# What this task involves
Give a verbatim repeat of the lines that run from the line containing "path in the image above." to the end of the data below.
──────── Information shown
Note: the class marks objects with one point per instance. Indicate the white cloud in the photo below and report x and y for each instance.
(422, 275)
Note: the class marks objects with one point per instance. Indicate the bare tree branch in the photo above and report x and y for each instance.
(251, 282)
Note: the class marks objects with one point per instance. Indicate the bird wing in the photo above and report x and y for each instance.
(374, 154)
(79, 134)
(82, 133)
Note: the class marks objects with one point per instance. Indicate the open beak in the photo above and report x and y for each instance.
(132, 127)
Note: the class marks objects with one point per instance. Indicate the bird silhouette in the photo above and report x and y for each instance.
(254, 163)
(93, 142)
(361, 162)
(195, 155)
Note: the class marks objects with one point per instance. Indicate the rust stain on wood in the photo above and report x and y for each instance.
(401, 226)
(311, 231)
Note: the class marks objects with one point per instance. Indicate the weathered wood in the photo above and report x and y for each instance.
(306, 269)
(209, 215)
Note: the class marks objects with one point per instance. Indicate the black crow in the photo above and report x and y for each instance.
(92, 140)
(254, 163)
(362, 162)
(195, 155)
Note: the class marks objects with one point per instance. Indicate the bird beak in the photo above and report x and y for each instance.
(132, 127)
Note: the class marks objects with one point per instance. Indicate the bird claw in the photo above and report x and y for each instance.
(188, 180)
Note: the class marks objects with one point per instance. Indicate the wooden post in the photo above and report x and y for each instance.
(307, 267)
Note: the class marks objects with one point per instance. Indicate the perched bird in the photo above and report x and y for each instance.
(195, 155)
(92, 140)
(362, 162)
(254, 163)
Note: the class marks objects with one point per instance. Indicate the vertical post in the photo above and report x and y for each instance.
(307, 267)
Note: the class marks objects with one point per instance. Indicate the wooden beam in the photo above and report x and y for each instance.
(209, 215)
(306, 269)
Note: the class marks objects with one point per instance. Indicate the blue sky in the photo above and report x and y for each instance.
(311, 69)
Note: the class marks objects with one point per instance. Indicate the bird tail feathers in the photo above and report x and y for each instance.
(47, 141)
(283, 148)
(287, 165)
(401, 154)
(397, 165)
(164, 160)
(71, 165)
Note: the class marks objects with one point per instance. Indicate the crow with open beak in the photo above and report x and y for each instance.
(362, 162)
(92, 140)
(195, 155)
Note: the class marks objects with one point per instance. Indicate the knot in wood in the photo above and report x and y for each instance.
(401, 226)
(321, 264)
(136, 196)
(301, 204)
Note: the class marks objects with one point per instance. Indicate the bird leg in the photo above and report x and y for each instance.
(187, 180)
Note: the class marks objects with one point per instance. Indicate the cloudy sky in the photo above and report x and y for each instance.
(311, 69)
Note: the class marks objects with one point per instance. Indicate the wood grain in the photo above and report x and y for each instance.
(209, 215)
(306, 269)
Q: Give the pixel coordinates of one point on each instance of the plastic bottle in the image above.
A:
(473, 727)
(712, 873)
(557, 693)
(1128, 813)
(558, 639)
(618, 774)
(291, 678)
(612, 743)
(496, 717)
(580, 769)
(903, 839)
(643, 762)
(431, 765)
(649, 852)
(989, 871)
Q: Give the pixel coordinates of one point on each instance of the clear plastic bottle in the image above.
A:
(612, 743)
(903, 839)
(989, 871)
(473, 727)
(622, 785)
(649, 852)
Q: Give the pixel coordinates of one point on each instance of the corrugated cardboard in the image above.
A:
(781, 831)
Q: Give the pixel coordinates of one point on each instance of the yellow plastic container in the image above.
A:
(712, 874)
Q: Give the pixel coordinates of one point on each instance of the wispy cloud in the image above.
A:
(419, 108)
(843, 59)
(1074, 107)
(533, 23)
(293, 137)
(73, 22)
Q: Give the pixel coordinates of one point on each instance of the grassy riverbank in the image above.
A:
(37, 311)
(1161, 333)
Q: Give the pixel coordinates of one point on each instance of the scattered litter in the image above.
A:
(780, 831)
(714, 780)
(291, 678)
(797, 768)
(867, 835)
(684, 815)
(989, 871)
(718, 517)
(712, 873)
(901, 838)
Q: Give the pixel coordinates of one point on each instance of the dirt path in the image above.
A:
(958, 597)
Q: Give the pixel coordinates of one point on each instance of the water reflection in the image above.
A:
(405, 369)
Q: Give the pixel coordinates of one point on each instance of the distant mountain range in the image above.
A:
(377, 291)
────────────────
# Response below
Q: Give the pixel coordinates of one point on each instance of the dirt path in the image above.
A:
(958, 597)
Q: Give the pixel coordinates of one point on each instance of the water reflection in the image above.
A:
(405, 369)
Q: Give the pixel coordinates of one point on each instance of the distant mountain range in the image above.
A:
(377, 291)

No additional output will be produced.